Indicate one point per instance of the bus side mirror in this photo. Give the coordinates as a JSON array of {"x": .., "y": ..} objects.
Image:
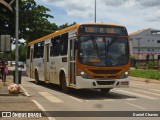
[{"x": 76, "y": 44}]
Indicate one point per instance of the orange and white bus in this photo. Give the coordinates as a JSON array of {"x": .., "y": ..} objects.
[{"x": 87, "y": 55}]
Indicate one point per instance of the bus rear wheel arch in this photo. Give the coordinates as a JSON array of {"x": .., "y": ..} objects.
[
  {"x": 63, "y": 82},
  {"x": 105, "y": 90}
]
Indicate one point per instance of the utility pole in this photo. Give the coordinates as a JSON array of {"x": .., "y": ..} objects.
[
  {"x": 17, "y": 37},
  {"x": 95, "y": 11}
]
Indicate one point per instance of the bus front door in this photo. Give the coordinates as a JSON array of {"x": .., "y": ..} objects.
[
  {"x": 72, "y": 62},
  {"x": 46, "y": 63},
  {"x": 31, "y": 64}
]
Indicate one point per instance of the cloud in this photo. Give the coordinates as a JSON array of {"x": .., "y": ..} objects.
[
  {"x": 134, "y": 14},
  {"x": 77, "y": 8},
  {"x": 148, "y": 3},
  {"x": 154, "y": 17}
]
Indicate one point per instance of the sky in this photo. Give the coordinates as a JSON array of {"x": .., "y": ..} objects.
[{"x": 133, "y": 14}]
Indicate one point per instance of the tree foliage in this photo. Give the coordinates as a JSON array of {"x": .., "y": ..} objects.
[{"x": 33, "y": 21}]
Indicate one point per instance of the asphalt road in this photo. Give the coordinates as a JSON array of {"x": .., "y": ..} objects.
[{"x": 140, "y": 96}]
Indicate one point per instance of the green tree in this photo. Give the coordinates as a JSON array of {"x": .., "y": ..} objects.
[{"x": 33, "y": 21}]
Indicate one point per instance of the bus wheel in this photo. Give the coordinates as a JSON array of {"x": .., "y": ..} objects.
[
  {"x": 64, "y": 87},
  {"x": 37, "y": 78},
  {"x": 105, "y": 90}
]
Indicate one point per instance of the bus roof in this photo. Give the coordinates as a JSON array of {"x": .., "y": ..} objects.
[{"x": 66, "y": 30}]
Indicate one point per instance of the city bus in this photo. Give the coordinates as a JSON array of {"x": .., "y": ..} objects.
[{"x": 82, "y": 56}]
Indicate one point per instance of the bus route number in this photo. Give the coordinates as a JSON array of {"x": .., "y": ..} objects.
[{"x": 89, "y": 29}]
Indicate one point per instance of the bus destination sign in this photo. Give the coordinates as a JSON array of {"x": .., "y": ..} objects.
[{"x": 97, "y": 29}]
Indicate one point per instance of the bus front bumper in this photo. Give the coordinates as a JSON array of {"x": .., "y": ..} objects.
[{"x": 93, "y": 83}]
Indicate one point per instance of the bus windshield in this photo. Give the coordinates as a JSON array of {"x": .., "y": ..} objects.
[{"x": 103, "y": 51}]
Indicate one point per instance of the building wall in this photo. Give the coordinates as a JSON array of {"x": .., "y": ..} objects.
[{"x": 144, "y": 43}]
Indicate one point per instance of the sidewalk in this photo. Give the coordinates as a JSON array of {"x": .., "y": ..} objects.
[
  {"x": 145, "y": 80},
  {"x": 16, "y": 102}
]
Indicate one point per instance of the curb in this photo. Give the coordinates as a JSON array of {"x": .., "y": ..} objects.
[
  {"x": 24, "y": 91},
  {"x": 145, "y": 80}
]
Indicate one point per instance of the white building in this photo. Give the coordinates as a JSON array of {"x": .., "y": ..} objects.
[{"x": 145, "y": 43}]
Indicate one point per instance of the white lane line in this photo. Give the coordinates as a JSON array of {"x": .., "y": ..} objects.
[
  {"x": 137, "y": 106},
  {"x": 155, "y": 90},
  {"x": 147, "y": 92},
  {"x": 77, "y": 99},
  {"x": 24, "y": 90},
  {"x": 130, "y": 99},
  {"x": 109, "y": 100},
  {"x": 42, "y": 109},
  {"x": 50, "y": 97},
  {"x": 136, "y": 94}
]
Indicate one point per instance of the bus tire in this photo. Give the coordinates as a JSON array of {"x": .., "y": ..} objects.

## [The problem]
Can you transcribe everything in the listing above, from the line containing "Indicate one point per instance of the sidewalk" down through the end of the listing, without changing a character?

## [Response]
Indicate one point per instance of the sidewalk in this photo. Give the coordinates as a JSON array of {"x": .., "y": ..} objects.
[
  {"x": 145, "y": 80},
  {"x": 16, "y": 102}
]
Indicate one point per instance of the curb in this photo. Give the coordinates as a JSON array of {"x": .., "y": ..} objects.
[
  {"x": 24, "y": 91},
  {"x": 145, "y": 80}
]
Indicate one point per instance of the white building in this photo. Give the coordinates as a JSON array of {"x": .., "y": ..} objects.
[{"x": 145, "y": 43}]
Indicate one point per instance of the white lane line in this photo. Give the coordinates as a JSON array of {"x": .., "y": ..} objects.
[
  {"x": 137, "y": 106},
  {"x": 155, "y": 90},
  {"x": 147, "y": 92},
  {"x": 77, "y": 99},
  {"x": 24, "y": 90},
  {"x": 130, "y": 99},
  {"x": 109, "y": 100},
  {"x": 42, "y": 109},
  {"x": 50, "y": 97},
  {"x": 136, "y": 94}
]
Indicate one point per instance of the bus tire in this photo. Give the coordinates as a JSON array of {"x": .., "y": ..} objects.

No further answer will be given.